KETIK, KEDIRI – Puluhan mahasiswa Institut Agama Islam Negeri (IAIN) Kediri menggelar aksi demonstrasi di depan Gedung Rektorat pada Rabu, 26 Februari 2025.
Dalam aksi tersebut, mereka menyuarakan berbagai tuntutan, termasuk transparansi anggaran, perbaikan mekanisme program Baca Tulis Al-Qur'an (BTQ) dan Praktik Ibadah (PIBD), serta kepastian terkait transisi IAIN menjadi Universitas Islam Negeri (UIN).
Selain itu, mahasiswa juga mendesak pihak kampus untuk bertindak tegas terhadap dugaan kasus pelecehan seksual yang terjadi di lingkungan akademik.
Mereka menuntut adanya kejelasan mengenai langkah-langkah yang telah dan akan diambil oleh pihak rektorat dalam menangani kasus tersebut.
Aksi ini berlangsung dengan berbagai bentuk protes, termasuk orasi dari perwakilan mahasiswa, pembentangan poster berisi tuntutan, serta pembakaran ban bekas sebagai simbol kekecewaan atas lambatnya respons kampus terhadap berbagai permasalahan yang mereka angkat.
Koordinator aksi, Ahmad Yusuf, menegaskan bahwa demonstrasi ini merupakan bentuk kekecewaan mahasiswa terhadap minimnya keterbukaan dan lambatnya penanganan isu-isu krusial di kampus.
"Kami menuntut kejelasan dari pihak rektorat terkait dugaan kasus pelecehan seksual yang terjadi di beberapa fakultas," jelas Ahmad Yusuf.
"Selain itu, transparansi anggaran dan pembenahan mekanisme BTQ dan PIBD juga menjadi perhatian utama kami. Jika tidak ada langkah nyata, kami akan terus mengawal isu ini," sambungnya.

:::::

**CARA MENGERJAKAN:**
Sebutkan semua bentuk protes dalam aksi yang diceritakan berita demo mahasiswa IAIN Kediri di atas. Daftar berikut tidak perlu dipakai.

:::::

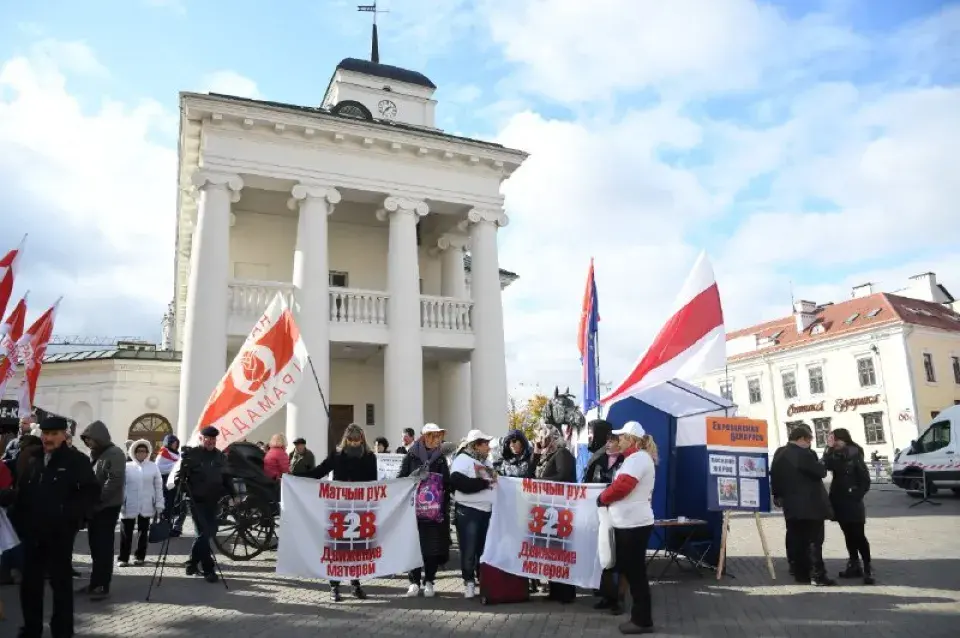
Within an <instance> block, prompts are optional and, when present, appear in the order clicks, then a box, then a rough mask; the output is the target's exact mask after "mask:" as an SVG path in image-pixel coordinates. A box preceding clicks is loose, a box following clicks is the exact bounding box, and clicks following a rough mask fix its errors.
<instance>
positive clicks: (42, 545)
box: [20, 532, 75, 638]
mask: <svg viewBox="0 0 960 638" xmlns="http://www.w3.org/2000/svg"><path fill="white" fill-rule="evenodd" d="M74 536H75V534H74V533H73V532H67V533H45V534H40V535H38V536H31V537H30V540H29V541H26V540H25V541H24V542H23V545H22V546H23V552H24V565H23V580H22V581H21V582H20V608H21V611H22V612H23V632H22V634H21V635H22V636H23V638H41V636H42V635H43V598H44V595H43V584H44V579H45V577H46V575H47V574H49V575H50V588H51V589H52V590H53V615H52V616H51V617H50V633H51V634H52V635H53V638H69V637H70V636H73V565H72V563H71V560H72V559H73V544H72V542H71V541H72V539H73V538H74Z"/></svg>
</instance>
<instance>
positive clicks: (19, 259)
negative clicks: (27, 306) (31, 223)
mask: <svg viewBox="0 0 960 638" xmlns="http://www.w3.org/2000/svg"><path fill="white" fill-rule="evenodd" d="M26 241H27V236H26V235H24V236H23V239H21V240H20V245H19V246H17V247H16V248H14V249H13V250H11V251H10V252H8V253H7V254H6V255H4V256H3V258H2V259H0V317H2V316H3V315H4V313H5V312H6V311H7V304H8V303H9V302H10V297H11V296H12V295H13V280H14V278H15V277H16V274H17V262H18V261H19V260H20V256H21V255H22V254H23V244H24V243H25V242H26Z"/></svg>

:::::

**JAWABAN LATIHAN:**
- Orasi dari perwakilan mahasiswa
- Pembentangan poster berisi tuntutan
- Pembakaran ban bekas